** STUDY TEXT **
The present invention relates generally to wireless communication systems, and in particular to system and method of outer loop power control for a plurality of traffic channels, the power of each of which is referenced to a common pilot channel.

Most wireless communication networks employ some form of power control, whereby controllers within the network (e.g., radio base stations) command mobile stations to increase or decrease their transmit power. Mobile stations closer to a base station antenna may transmit signals at a lower power level than those distant from the antenna, to achieve the same received signal strength. In wireless systems employing frequency reuse, power control reduces interference in neighboring cells using the same frequency. In spread-spectrum wireless systems, which are interference limited, power control is critical to support a large number of simultaneous users. In all cases, effective power control preserves mobile station battery life.

In wireless networks complying with the cdma2000 standard, power control is necessary to maintain the quality of a wide range of services, such as voice, data, images, video, interactive applications and the like. Typically, closed loop power control attempts to maintain a desired Frame Error Rate (FER). This is achieved by two different closed control loops: an inner loop power control and an outer loop power control. The inner loop power control adjusts the mobile station transmit power to track a desired setpoint—or received power level above noise—by sending power up and down commands. The outer loop power control adjusts the required setpoint to maintain the desired FER for traffic channels. In other words, the outer loop power control sets a target, and the inner loop power control adjusts the power to conform to the target.

In the cdma2000 forward link, when multiple channels co-exist, e.g., forward fundamental channel (F-FCH) and forward supplemental channel (F-SCH), the inner loop and outer loop power control for each channel is independent. That is, the power and setpoint adjustments for F-FCH are not associated with those for F-SCH.

However, in the cdma2000 reverse link, the inner loop power control is achieved via the dynamic power adjustment of the reverse pilot channel (R-PICH). All other channels, such as reverse fundamental channel (R-FCH), reverse supplemental channel (R-SCH), reverse packet data channel (R-PDCH), and the like, transmit at power levels held relatively fixed against that of R-PICH. That is, there is a single inner loop power control for all the channels. This makes it difficult to maintain the target FER in each channel, due to different channel conditions and characteristics (e.g., burstiness). The gain for each dedicated channel, relative to the R-PICH, is configurable via layer 3 signaling messages. However, this is an inefficient control mechanism, and cannot respond rapidly to transient conditions.

SUMMARY

The present invention relates to a method of power control in a wireless communication system. Signal reception information associated with each of a plurality of wireless traffic channels, the transmit power of which is referenced to a pilot channel, is obtained. A pilot channel outer loop power control (OLPC) setpoint is determined based on signal reception information related to at least two of the wireless traffic channels.

** Stored records **
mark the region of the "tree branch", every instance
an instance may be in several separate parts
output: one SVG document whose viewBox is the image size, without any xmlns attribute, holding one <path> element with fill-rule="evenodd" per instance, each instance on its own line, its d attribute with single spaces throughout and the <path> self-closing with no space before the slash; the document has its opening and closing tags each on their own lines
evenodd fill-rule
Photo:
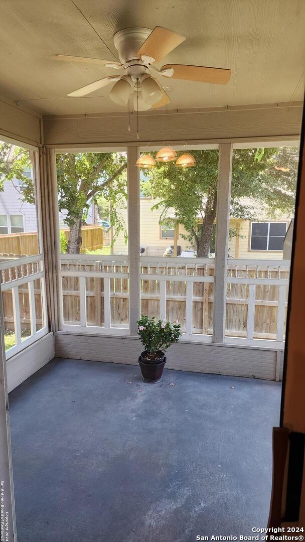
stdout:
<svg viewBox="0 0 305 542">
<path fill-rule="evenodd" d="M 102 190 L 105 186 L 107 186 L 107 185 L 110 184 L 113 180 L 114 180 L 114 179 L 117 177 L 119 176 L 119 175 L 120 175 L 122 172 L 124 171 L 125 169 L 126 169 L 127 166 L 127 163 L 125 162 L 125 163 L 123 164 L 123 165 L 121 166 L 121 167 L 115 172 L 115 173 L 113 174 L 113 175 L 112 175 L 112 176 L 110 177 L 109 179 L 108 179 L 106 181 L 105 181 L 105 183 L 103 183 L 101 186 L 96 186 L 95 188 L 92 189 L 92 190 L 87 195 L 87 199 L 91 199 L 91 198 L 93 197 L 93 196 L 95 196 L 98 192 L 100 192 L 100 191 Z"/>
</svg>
* * *
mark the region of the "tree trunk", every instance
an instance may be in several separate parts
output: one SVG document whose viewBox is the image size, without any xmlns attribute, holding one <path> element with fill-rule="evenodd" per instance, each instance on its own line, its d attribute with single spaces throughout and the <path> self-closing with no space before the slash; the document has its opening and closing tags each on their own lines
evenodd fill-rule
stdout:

** EXPLORE THE MATERIAL **
• a. In the power control text, rewrite the paragraph beginning "In wireless networks complying with the cdma2000 standard" as a short list that keeps its main facts.
• b. Using the power control text, decide whether each statement is true. Answer yes or no, and quote the deciding words.
(i) In the cdma2000 forward link, power control for F-FCH and F-SCH is independent.
(ii) In the cdma2000 reverse link, each channel has its own inner loop power control.
(iii) Adjusting channel gains through layer 3 signaling messages responds rapidly to transient conditions.

** ANSWERS BY ITEM NUMBER **
• a.
- In cdma2000 networks, power control maintains the quality of services such as voice, data, images, video and interactive applications.
- Closed loop power control typically aims to keep a desired Frame Error Rate (FER).
- Two closed loops do this: inner loop and outer loop power control.
- The inner loop sends power up and down commands so the mobile station's transmit power tracks a desired setpoint (received power level above noise).
- The outer loop adjusts that setpoint to keep the desired FER for traffic channels.
- In short, the outer loop sets the target, and the inner loop adjusts power to meet it.

• b.
(i) Yes: "the inner loop and outer loop power control for each channel is independent"
(ii) No: "there is a single inner loop power control for all the channels"
(iii) No: "cannot respond rapidly to transient conditions"